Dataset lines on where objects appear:
*****
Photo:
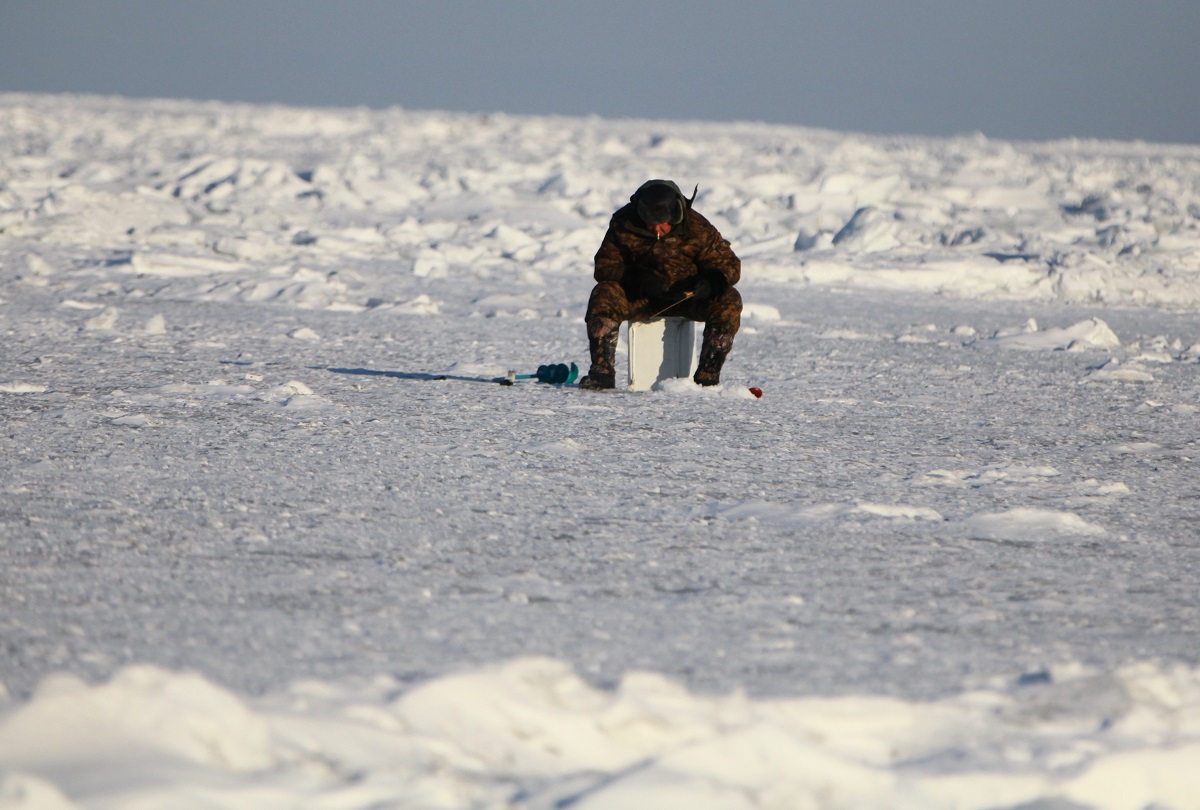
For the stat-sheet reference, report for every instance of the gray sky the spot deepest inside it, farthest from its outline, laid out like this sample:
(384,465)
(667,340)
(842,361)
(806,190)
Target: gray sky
(1021,70)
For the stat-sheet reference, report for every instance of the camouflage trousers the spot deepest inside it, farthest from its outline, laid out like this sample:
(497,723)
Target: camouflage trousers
(610,306)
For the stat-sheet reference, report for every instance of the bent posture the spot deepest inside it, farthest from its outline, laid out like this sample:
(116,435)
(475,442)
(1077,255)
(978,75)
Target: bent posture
(660,257)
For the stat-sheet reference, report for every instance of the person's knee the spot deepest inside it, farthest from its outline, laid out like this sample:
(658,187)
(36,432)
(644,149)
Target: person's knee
(725,312)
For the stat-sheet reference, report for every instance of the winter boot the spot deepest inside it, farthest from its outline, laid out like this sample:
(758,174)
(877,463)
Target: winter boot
(603,336)
(712,357)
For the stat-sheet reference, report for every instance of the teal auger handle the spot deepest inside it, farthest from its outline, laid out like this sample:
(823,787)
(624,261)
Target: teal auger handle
(556,373)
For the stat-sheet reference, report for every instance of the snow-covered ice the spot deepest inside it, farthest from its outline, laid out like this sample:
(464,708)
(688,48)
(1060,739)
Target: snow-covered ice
(270,539)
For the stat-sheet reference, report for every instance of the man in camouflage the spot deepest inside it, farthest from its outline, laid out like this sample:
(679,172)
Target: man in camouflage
(660,257)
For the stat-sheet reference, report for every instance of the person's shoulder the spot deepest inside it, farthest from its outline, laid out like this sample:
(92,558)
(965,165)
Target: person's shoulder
(700,222)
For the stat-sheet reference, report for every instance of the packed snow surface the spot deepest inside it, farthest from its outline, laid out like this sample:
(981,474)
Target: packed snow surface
(271,538)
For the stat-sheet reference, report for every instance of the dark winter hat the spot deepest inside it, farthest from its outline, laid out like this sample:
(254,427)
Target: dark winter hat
(659,201)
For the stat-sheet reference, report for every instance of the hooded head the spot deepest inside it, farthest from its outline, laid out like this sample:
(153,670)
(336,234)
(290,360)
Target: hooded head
(660,205)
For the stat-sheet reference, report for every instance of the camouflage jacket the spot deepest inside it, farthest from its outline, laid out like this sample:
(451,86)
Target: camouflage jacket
(661,268)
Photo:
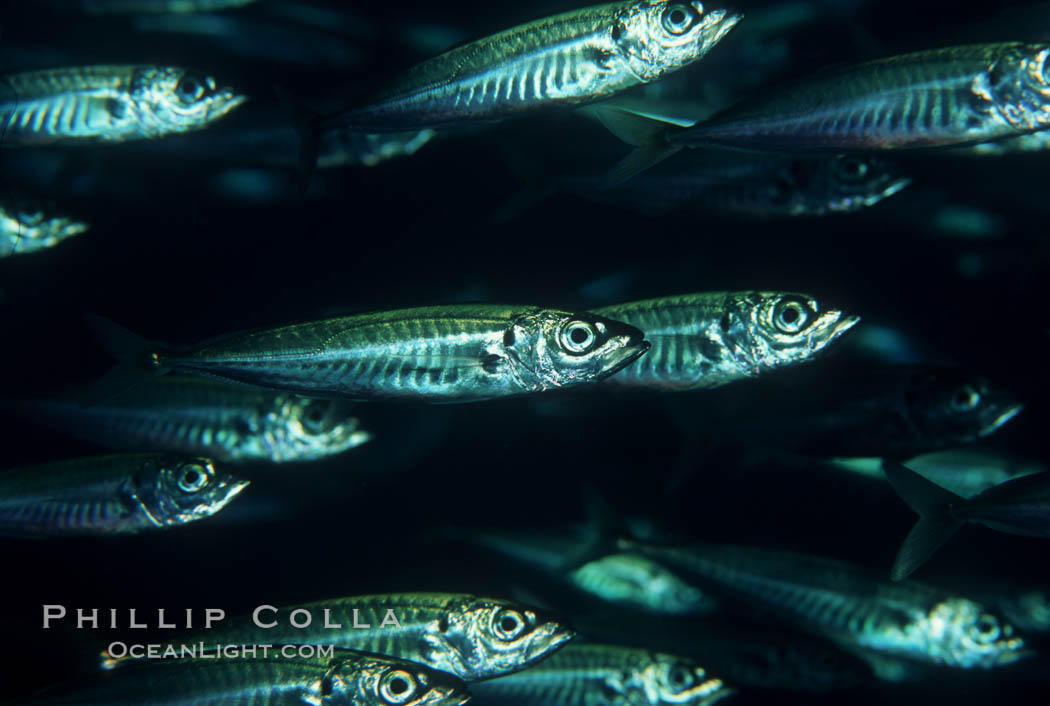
*****
> **PROBLEM DETAILS**:
Reproduce all of these lines verbatim, leaving the pictures out of your answer.

> **OUTPUT**:
Photo:
For the stat-sheet reference, report for every instance of the gray sky the spot deepest inside it, farthest from its outline, laid out like this sample:
(384,465)
(667,340)
(842,361)
(806,190)
Target: gray sky
(1021,70)
For the stat-sheet reference, report for every instance of the camouflage trousers the spot deepest inside it, farthest from its outline, laid out like this sample:
(497,723)
Target: camouflage trousers
(610,306)
For the stat-sheet reference, report for every instance of the bent posture the spot deepest inside it, farthest from its outline, laid out like this sample:
(116,435)
(475,442)
(1077,255)
(978,75)
Target: bent posture
(660,257)
For the stat-sheet reference, report for every instance of the person's knee the spot deepest inside it, farthest from its outline, laid out like this sample:
(658,187)
(36,432)
(644,149)
Target: person's knee
(725,312)
For the stat-sheet reference, report for every instance of the winter boot the spot deepest inside it, farthest from its outline, laid out like this sample:
(758,174)
(877,463)
Target: winter boot
(603,336)
(712,357)
For the stat-sheet reference, report for every instance of the teal auger handle the spot deepest inside it, farthest from its outline, laid out like this sample:
(823,787)
(624,261)
Target: teal auger handle
(556,373)
For the stat-sheet reference, report for every instance of the snow-covered ice the spot deepest inside it, farthest from its outline, laid out like this sample:
(464,708)
(688,48)
(1060,739)
Target: snow-covered ice
(270,539)
For the stat-sheet reference, report for every instance of the man in camouflage the spot deepest inside it, farthest from its outline, laid out like this sample:
(679,172)
Target: man in camouflage
(660,257)
For the stat-sheet reference, report for every instance of the person's shoulder the spot deepest inside it, farthest from its outline, laid out like this sample:
(92,558)
(965,165)
Target: person's shoulder
(700,222)
For the stat-sheet reference, report for every instance of the packed snow surface the spot deepest inside it, farthest from its outline, laid out like this sample:
(981,474)
Target: packed snow surface
(271,538)
For the stat-sheet reference, report for every instance of the dark winter hat the spot deepest inside it, farthest from its outline, laid out like this sample:
(254,427)
Target: dark winter hat
(659,201)
For the stat-sheet reference, report for every instance of the hooded head the spot deepest inside it, farthest from its outline, laid out like this sample:
(153,670)
(336,234)
(290,360)
Target: hooded head
(660,205)
For the stat-sheet reference, report for every instance of the camouflage jacket the spot deepest inside it, farthest from its outline, laid out like this sample:
(451,86)
Target: camouflage jacket
(661,268)
Photo:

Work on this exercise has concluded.